> **Set task**:
Write out these records again, changing every "keypoint" to "marker" and leaving everything else as it is. Leave the pictures out of your version.

> **Exercise data**:
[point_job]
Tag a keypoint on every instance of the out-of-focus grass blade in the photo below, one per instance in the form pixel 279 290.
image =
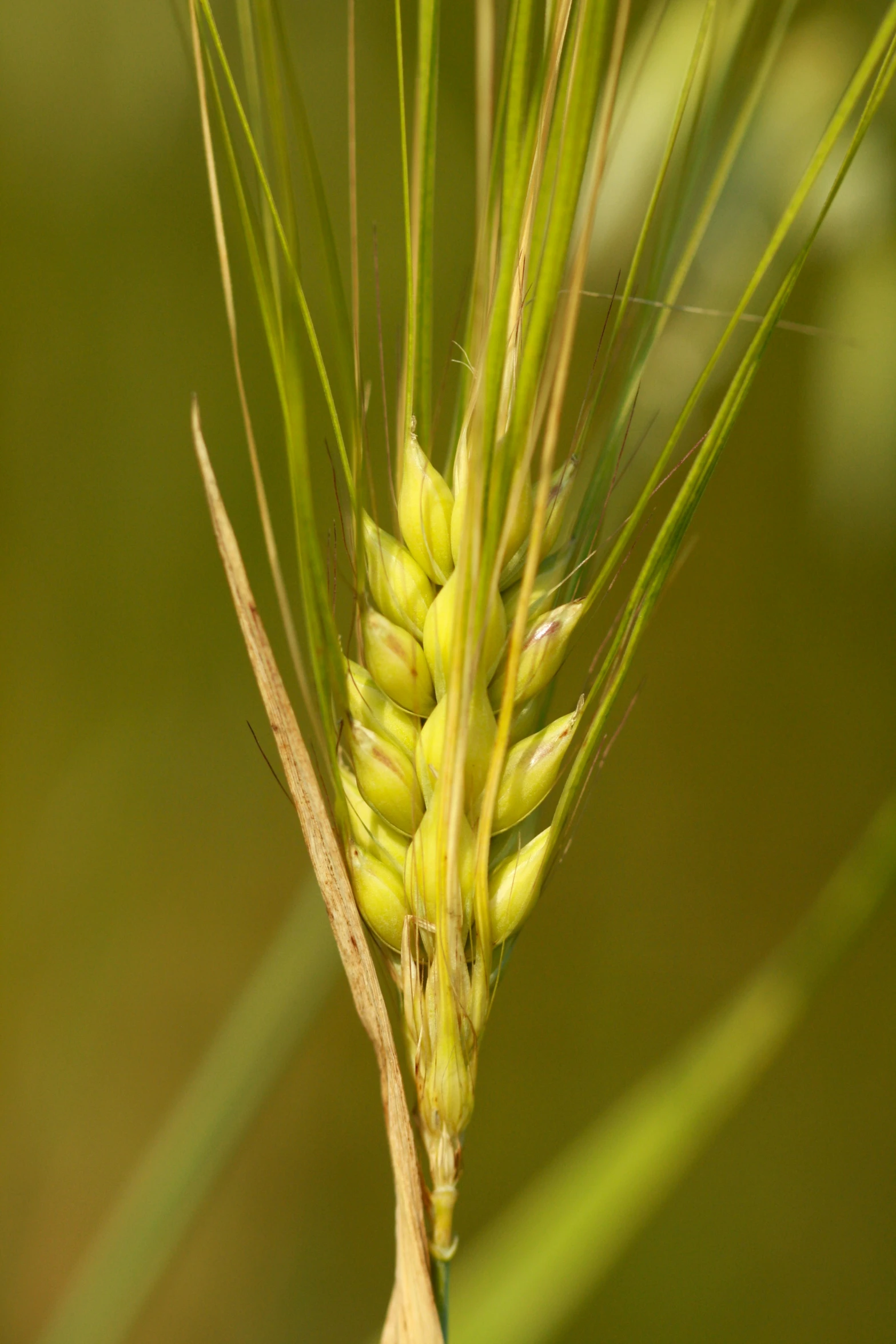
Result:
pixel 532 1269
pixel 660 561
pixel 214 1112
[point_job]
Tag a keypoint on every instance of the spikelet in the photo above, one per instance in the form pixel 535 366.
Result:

> **Result**:
[point_job]
Tag a marker on every instance of the out-of-focus grass blade in the photo below, one per instance in the form pixel 279 290.
image =
Result:
pixel 532 1269
pixel 660 561
pixel 214 1112
[point_job]
Tag a marker on every instance of the spikelet in the photo above, one per instance in the form pixel 535 366.
Result:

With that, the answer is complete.